- [EXERCISE PROMPT]:
Reproduce the part of the compound 16b procedure starting with "Compound 16a (15.0" and going on through "831.8. Found: 831.2.", copying it character for character.

--- PROVIDED TEXT Enclosed Below ---

Compound 16a (15.0 mg, 0.0163 mmol) was dissolved in CD2Cl2 (1 g) and placed in an air-free NMR tube. PPNCl (bis(triphenylphosphoranylidene)ammonium chloride, 9.38 mg, 0.0163 mmol) was added as a solid and the NMR tube was then pressurized with CO (1 atm) for 30 s. Compound 16a was quantitatively converted to 16b as determined by 31P{1H} NMR spectroscopy. 1H NMR (CD2-Cl2): δ 2.25 (s, 6H, CH3), 2.37 (s, 12H, CH3), 2.67 (br m, 4H, CH2P), 2.82 (br m, 4H, CH2S), 6.90 (s, 4H, ArH), 7.34 – 7.65 (br m, 50H, (C6H5)3PPN, P(Ar–H)2). 31P{1H} NMR (CD2Cl2): δ 22.1 (s, PPNCl), δ 23.5 (d, JRh–P = 123 Hz). ESIMS (m/z) for [C46H50N8S2P2Rh]+ (M– (Cl/CO)): Calcd. 831.8. Found: 831.2.

--- End of Enclosed PROVIDED TEXT ---
--- DATA EXTRACT Enclosed Below ---

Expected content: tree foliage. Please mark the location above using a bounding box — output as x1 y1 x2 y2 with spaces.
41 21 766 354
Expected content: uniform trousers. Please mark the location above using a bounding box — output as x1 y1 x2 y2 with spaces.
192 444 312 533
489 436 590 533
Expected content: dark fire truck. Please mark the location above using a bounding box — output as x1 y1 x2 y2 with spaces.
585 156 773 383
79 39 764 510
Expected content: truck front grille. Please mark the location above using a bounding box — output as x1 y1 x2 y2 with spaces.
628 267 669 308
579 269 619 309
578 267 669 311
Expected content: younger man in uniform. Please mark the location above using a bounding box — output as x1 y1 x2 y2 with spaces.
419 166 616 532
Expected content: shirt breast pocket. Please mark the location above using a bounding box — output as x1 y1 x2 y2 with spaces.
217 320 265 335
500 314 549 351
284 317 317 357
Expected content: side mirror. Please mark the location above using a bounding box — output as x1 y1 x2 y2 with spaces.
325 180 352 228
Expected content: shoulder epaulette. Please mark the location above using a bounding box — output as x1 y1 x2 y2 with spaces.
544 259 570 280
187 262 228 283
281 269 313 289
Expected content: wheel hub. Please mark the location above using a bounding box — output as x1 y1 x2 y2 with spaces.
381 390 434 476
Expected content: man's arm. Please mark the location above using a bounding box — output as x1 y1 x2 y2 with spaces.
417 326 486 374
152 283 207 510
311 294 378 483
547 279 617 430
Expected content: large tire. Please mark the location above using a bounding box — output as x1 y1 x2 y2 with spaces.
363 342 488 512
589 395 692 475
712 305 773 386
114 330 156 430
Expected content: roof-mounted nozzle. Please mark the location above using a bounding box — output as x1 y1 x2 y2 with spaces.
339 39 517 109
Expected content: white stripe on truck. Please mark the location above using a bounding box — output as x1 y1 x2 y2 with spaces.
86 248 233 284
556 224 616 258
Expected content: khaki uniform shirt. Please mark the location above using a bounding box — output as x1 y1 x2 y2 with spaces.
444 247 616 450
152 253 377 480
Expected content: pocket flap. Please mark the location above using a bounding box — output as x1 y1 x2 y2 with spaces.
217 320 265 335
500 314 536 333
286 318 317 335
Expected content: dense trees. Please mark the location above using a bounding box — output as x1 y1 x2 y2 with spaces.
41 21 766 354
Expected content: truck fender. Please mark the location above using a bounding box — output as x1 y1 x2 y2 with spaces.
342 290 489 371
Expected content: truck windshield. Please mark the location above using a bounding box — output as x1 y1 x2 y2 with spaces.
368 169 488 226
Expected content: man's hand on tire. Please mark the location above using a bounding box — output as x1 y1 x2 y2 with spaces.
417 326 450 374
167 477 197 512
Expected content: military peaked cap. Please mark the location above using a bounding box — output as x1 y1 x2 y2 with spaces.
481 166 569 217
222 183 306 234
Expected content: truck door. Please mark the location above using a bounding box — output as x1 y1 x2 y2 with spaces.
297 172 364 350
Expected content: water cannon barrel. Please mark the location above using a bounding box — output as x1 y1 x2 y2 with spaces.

--- End of Enclosed DATA EXTRACT ---

- [SOLVED PROBLEM]:
Compound 16a (15.0 mg, 0.0163 mmol) was dissolved in CD2Cl2 (1 g) and placed in an air-free NMR tube. PPNCl (bis(triphenylphosphoranylidene)ammonium chloride, 9.38 mg, 0.0163 mmol) was added as a solid and the NMR tube was then pressurized with CO (1 atm) for 30 s. Compound 16a was quantitatively converted to 16b as determined by 31P{1H} NMR spectroscopy. 1H NMR (CD2-Cl2): δ 2.25 (s, 6H, CH3), 2.37 (s, 12H, CH3), 2.67 (br m, 4H, CH2P), 2.82 (br m, 4H, CH2S), 6.90 (s, 4H, ArH), 7.34 – 7.65 (br m, 50H, (C6H5)3PPN, P(Ar–H)2). 31P{1H} NMR (CD2Cl2): δ 22.1 (s, PPNCl), δ 23.5 (d, JRh–P = 123 Hz). ESIMS (m/z) for [C46H50N8S2P2Rh]+ (M– (Cl/CO)): Calcd. 831.8. Found: 831.2.